Problem requirements:
Without including any images, reproduce each entry exactly.

[Begin Material shown]

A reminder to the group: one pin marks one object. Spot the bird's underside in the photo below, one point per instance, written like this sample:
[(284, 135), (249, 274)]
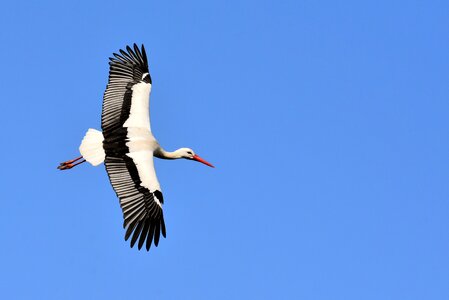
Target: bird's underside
[(127, 146)]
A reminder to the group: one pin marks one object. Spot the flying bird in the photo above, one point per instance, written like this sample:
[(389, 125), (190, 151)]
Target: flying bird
[(127, 146)]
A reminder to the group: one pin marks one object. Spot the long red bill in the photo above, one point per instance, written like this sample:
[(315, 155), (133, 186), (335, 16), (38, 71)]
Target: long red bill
[(197, 158)]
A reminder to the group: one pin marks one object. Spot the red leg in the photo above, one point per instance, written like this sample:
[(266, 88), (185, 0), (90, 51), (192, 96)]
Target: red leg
[(70, 163)]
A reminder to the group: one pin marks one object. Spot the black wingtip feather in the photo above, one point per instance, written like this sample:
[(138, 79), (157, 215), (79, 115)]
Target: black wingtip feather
[(136, 233)]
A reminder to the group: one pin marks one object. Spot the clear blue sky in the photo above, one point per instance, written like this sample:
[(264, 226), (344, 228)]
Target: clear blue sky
[(327, 121)]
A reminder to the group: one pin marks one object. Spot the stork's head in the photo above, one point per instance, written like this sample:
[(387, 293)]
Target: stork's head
[(188, 153)]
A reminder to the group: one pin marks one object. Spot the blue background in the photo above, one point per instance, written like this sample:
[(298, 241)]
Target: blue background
[(327, 121)]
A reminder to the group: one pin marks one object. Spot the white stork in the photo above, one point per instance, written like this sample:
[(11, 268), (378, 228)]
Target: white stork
[(127, 146)]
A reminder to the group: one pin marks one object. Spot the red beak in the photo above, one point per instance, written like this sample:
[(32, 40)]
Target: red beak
[(197, 158)]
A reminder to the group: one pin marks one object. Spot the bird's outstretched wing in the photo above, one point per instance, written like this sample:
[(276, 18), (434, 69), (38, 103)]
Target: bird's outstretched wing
[(142, 209), (129, 145), (126, 99)]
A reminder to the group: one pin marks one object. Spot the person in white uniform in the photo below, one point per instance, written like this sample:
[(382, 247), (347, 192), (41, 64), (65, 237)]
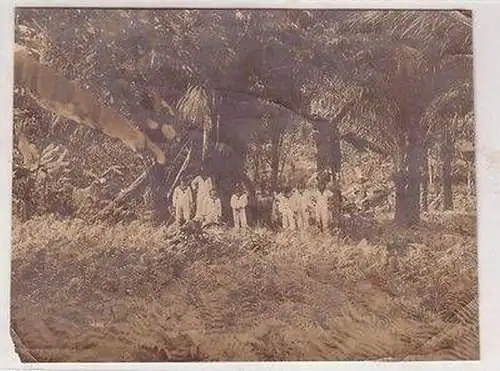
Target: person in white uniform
[(322, 212), (214, 209), (202, 184), (182, 200), (286, 209), (303, 200), (239, 202)]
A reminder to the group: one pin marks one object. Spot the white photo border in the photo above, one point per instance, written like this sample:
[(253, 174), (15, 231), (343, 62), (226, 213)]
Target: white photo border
[(486, 36)]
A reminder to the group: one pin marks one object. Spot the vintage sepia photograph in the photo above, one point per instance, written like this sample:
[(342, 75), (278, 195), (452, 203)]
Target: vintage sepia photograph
[(198, 185)]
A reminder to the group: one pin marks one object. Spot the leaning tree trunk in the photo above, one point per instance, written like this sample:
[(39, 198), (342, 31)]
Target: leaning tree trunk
[(446, 158)]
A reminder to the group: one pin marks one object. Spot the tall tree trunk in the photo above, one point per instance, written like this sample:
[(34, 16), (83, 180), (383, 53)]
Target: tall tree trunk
[(446, 158), (336, 161), (328, 160), (400, 185), (277, 132), (425, 181), (414, 180), (408, 177)]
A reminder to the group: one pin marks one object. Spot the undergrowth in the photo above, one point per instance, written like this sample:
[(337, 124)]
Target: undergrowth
[(133, 292)]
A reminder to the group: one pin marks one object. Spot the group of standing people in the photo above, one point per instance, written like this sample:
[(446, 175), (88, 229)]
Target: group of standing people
[(299, 207), (207, 207), (292, 209)]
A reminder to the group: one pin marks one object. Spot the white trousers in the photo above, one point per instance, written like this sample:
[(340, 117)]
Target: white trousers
[(240, 218)]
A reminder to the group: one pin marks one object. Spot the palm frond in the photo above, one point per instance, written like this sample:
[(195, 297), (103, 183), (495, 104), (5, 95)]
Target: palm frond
[(195, 106), (445, 30)]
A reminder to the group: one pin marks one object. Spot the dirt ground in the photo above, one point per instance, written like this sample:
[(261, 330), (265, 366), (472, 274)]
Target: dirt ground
[(133, 292)]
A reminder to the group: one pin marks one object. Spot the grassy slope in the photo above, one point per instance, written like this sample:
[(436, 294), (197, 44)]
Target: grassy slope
[(129, 293)]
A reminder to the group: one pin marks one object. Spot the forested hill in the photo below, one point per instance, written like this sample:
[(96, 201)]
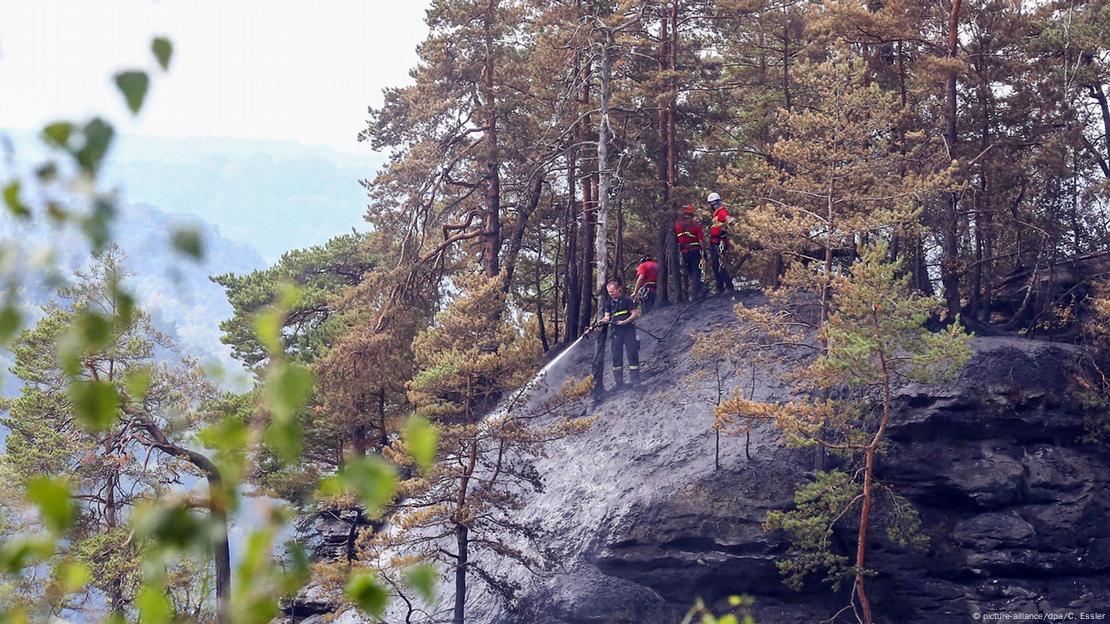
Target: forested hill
[(999, 497), (175, 290), (911, 390)]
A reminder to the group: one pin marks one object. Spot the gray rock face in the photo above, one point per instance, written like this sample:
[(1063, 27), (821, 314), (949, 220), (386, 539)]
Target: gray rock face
[(1016, 507)]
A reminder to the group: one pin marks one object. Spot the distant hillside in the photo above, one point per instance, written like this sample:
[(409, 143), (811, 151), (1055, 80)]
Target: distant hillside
[(174, 290)]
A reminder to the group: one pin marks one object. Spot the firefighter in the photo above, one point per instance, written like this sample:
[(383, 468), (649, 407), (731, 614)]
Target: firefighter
[(690, 238), (718, 243), (647, 282), (622, 313)]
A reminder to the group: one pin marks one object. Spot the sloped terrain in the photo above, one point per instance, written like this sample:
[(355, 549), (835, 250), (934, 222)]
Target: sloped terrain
[(1016, 506)]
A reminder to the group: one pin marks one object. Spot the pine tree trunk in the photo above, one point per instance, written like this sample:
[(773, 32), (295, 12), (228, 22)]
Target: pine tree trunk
[(949, 234), (491, 233), (575, 323), (603, 170), (462, 540), (672, 157), (221, 556), (586, 279), (381, 418), (540, 307)]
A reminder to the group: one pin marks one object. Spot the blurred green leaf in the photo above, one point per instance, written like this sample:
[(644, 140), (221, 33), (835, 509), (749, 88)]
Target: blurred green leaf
[(72, 575), (189, 242), (163, 51), (16, 615), (284, 435), (268, 325), (422, 577), (171, 525), (229, 438), (138, 384), (299, 566), (11, 320), (52, 497), (133, 84), (373, 480), (286, 389), (421, 438), (94, 330), (11, 200), (19, 552), (58, 133), (153, 605), (47, 172), (364, 591), (97, 403), (98, 138), (56, 212)]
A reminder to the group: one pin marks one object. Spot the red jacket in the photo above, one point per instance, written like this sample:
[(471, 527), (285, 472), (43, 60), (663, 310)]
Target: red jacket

[End Material shown]

Task answer:
A reminder to the group: one pin marks one object. Spot the bird's underside in the photo below, one point per instance, written like this sample:
[(284, 135), (249, 274)]
Target: bird's underside
[(127, 146)]
A reminder to the group: one pin marks one object. Spot the flying bird in the photo above, one point per instance, written like this sample:
[(389, 125), (190, 151)]
Target: flying bird
[(127, 146)]
A reminder to the group: one pin marks one object. Spot the long red bill in the photo above, one point per instance, written like this sample:
[(315, 155), (133, 186), (335, 16), (38, 71)]
Target: long red bill
[(197, 158)]
A reminder to the group: one pin marks one object. Spot the red leg in the photo above, one point per instance, written like this sample:
[(266, 88), (185, 0), (90, 51), (192, 96)]
Target: red leg
[(70, 163)]
A reminder to the group: one pin marks one object. Spot the black wingtip feather in the photo above, one point per instance, written like this sample:
[(138, 79), (157, 215), (79, 115)]
Target: black wingtip feather
[(136, 233)]
A reminder to the group: one pin marks one object. Spot the clear blue sky in the photo above, one point per instance, written like this sample:
[(264, 226), (344, 228)]
Target: clear blue sky
[(327, 121)]
A reminder to the group: one pin marks one object. Spot the stork's head in the photo above, one point per instance, written like this sample:
[(387, 293)]
Target: stork's head
[(188, 153)]
A reminder to the group: one pin marks one object. Spot the blue background in the photo above, one point per instance, written like this sample:
[(298, 241)]
Target: blue background
[(327, 121)]
A reminder to the group: one pin marks one object. Spot the white stork in the photo above, one point per instance, written like this sample:
[(11, 268), (378, 228)]
Target: white stork
[(127, 146)]
A reminder to the group: one pin marks one object. Spot the red beak in the photo above, one point per instance, written like this sample:
[(32, 40)]
Target: red beak
[(197, 158)]
A reminder to the group: one pin marks one object. Spot the bird's outstretched wing in the photo above, one point per instance, written like this sample:
[(276, 18), (434, 69), (38, 103)]
Target: bird's outstretched wing
[(142, 209), (129, 145), (126, 99)]
A reminder to the group: one pin marks one object. Spot the person in white uniform in the photo below, one point per instance, written like this sample:
[(382, 247), (347, 192), (41, 64), (65, 237)]
Target: person in white uniform
[(322, 212), (214, 209), (202, 184), (182, 200), (286, 209), (303, 200), (239, 202)]
A reminder to the group: one pin marks one object. Spot the white photo border in the photo above, one point per instance, written like this sample:
[(253, 174), (15, 231), (343, 62), (226, 213)]
Target: white photo border
[(486, 36)]
A reminder to the group: one pin marks one object. Spot the vintage sepia photograph in the photo above, one point per instance, written like this sample:
[(342, 75), (278, 195), (452, 203)]
Target: vintage sepia photograph
[(198, 185)]
A reminder to the group: one pin marks one object. Spot the leaning tree trunk in the photo above, one point per instance, written like this sample:
[(39, 198), (342, 31)]
Target: leaning tree trunk
[(446, 158)]
A reminder to the group: one pin marks one object. Spot the tall tree trunk in the photo above, one point per instance, written like this sample:
[(34, 16), (83, 180), (383, 53)]
Target: tall tree trunk
[(446, 158), (336, 161), (328, 160), (400, 185), (277, 132), (425, 181), (414, 180), (408, 177)]
A reminder to the group: one pin marks one object. Spot the undergrowth in the photo above, one point per instance, written like this sample:
[(337, 124)]
Target: undergrowth
[(133, 292)]
A reminder to the group: one pin marks one object. Spot the group of standing people in the photo above, one point per instance, written like this sample:
[(446, 175), (88, 229)]
Target: group of standing people
[(299, 207), (207, 207), (292, 209)]
A reminder to the group: one pin marks one object. Spot the white trousers in the photo above, one point per instance, written like this sample:
[(340, 117)]
Target: white trousers
[(240, 218)]
A reminder to the group: one pin marks one object. Spot the palm frond in the photo above, one point per instance, written like this sample:
[(195, 297), (103, 183), (495, 104), (5, 95)]
Target: palm frond
[(195, 106), (445, 30)]
A reminder to the group: one pin marks one object. Spot the dirt ground in the photo above, one point per instance, written like this sample:
[(261, 330), (265, 366), (472, 274)]
Target: dirt ground
[(133, 292)]
A reminder to the group: one pin marks one object. Spot the grassy slope in the photo above, one point per instance, written like this sample:
[(436, 294), (197, 44)]
Target: grassy slope
[(129, 293)]
A reminder to the group: one pin marks one object. Spot the forested hill in the photo below, one point per instance, written like this sample:
[(96, 201)]
Target: forested hill
[(999, 497), (175, 290), (911, 390)]
A reminder to the group: one pin marks one object. Spot the gray rock face in the photo above, one point per instance, written like this sample:
[(1063, 27), (821, 314), (949, 220), (386, 539)]
Target: gray rock face
[(1016, 507)]
A reminder to the group: one pin marks one object. Spot the distant hillside in the photo above, one point per instance, written like this sample:
[(409, 143), (811, 151), (1055, 80)]
Target: distant hillside
[(174, 290)]
A reminder to the group: one pin marks one object. Spot the firefighter in the photo above, one point per instance, written like this sample:
[(383, 468), (649, 407), (731, 614)]
Target: firefighter
[(690, 238), (718, 243), (647, 282), (622, 313)]
A reminder to the group: one pin marks one object. Spot the sloped terrain in the photo above, one point per instance, written like this sample:
[(355, 549), (835, 250), (934, 222)]
Target: sloped terrain
[(1016, 506)]
A reminder to the group: one pin marks one object. Spot the pine tree trunk in the photo above, one point per instance, written like this sample:
[(773, 32), (295, 12), (228, 22)]
Target: pine tree trunk
[(949, 234), (491, 233), (575, 323), (603, 170), (462, 540), (672, 157), (221, 556), (586, 279), (381, 418), (540, 307)]
A reminder to the group: one pin marks one object. Spot the blurred green leaf in the photo above, one point per instance, written like this sample:
[(644, 140), (221, 33), (835, 509), (749, 88)]
Target: blurred green leaf
[(72, 575), (189, 242), (163, 51), (16, 615), (284, 435), (268, 325), (422, 577), (171, 525), (229, 438), (138, 384), (299, 566), (11, 320), (52, 497), (133, 84), (373, 480), (286, 389), (421, 438), (94, 330), (11, 200), (19, 552), (58, 133), (153, 605), (47, 172), (364, 591), (97, 403), (98, 138), (56, 212)]
A reminder to the group: one pin marks one object. Spot the red jacket in the photo above, one point per instance, written like this sample:
[(471, 527), (285, 472), (43, 60), (663, 310)]
Target: red jacket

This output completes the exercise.